Start

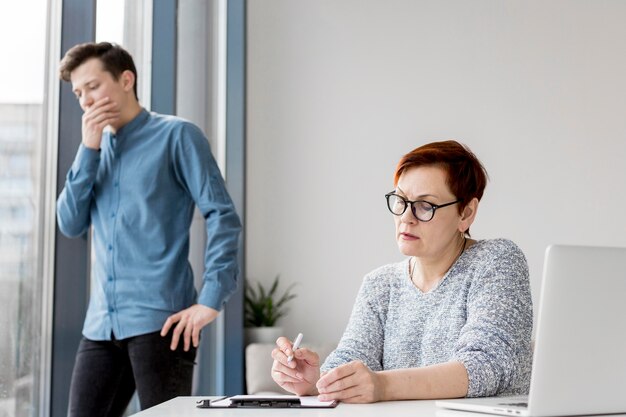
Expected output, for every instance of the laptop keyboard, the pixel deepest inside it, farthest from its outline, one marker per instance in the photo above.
(522, 404)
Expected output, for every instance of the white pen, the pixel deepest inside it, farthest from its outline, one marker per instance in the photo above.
(295, 347)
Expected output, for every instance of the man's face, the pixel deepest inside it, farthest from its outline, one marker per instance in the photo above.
(90, 83)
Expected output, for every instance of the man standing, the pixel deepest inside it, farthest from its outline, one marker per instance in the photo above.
(137, 183)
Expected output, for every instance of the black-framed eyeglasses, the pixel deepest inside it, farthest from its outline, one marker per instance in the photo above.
(421, 209)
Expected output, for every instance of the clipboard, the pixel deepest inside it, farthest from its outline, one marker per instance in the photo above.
(265, 401)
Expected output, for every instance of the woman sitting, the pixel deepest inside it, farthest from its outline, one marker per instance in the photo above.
(452, 320)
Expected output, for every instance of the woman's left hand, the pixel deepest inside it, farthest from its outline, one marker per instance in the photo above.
(352, 382)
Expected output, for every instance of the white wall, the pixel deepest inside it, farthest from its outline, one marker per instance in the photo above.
(339, 90)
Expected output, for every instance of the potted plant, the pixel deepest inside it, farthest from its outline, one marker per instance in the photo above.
(263, 308)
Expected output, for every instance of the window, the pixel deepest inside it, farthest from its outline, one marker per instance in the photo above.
(21, 172)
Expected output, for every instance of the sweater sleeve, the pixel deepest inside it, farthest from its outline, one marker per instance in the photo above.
(364, 336)
(495, 342)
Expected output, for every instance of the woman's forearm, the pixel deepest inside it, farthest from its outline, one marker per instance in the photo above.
(445, 380)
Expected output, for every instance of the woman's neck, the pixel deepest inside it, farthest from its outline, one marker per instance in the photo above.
(427, 273)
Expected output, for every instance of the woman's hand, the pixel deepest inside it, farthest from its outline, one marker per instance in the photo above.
(298, 376)
(353, 382)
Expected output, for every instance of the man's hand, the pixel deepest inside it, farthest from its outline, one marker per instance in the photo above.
(298, 376)
(353, 382)
(190, 321)
(100, 114)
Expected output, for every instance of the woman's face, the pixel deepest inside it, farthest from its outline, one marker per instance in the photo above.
(427, 239)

End

[Given request]
Copy all of the lines above word for word, without the pictures.

[Response to this exercise]
Expected output, for every instance of the laptop keyboard, the pixel deepest inside it, farthest from its outline, one marker per instance in the photo above.
(522, 404)
Expected output, for every instance of the white pen, the pixel deepest inside it, farthest from its outline, one marker per instance in the photo above.
(295, 347)
Expected output, for every instance of the man's face, the pixel deepest inside it, farthest from its outline, one marker per instance in the photo above.
(90, 83)
Expected output, for every instance of the man standing, the pixel deepest inside it, farthest from its outline, one marker per instance in the photo above.
(137, 183)
Expected output, for every instance of the black-framed eyeglasses, the pixel deepest inside it, farthest from its outline, one marker per instance in the photo above.
(421, 209)
Expected output, for every instance of the clipboard, the pixel deepest inside it, farthest from its outline, one marker per instance in the photo above.
(265, 401)
Expected output, for every instance of the woman sitting, the pixel deepest inside it, farthest from its outline, one marker per instance in the photo above.
(452, 320)
Expected output, for every instance of the woman's left hand, the pixel deepest inside it, farthest from its outline, one marker per instance in the photo above.
(352, 382)
Expected output, for every instance of the white wall, the pixel deepest inside it, farthest from its outline, one marker per instance in the photo above.
(339, 90)
Expected output, for every instance of the potted plant, the pixel deepest inside it, farthest from its outline, one marker per instance in the photo above.
(263, 308)
Expected output, for every instance of the window, the pixel deepest inside it, farthest from its outline, one marker per instance in the photo above.
(21, 172)
Expected output, for every instance of the sweater sleeve, the pixel deepest inside it, farthest from its outline, one marker per instance in the photo above.
(364, 336)
(495, 342)
Expected output, for every instance of the woman's forearm, the pixel deepest inside it, farthest from its outline, one marker per instance in the photo above.
(445, 380)
Expected output, for every instance of the woman's neck, the pixel deepest inside it, farthest from its outline, one marker per instance in the photo above.
(427, 273)
Expected output, for every instance of the woman's hand, the pixel deepest inside it, farthest from its outline, one marker per instance in the photo above.
(298, 376)
(353, 382)
Expected output, for every instance of the man's hand, the pixel deepest inside it, farthest from its outline, one marker per instance in the photo above.
(298, 376)
(353, 382)
(190, 321)
(100, 114)
Expected output, for every instance of the woman's face, the pixel deepest inside it, farthest from its outline, one marker per instance in the photo above.
(427, 239)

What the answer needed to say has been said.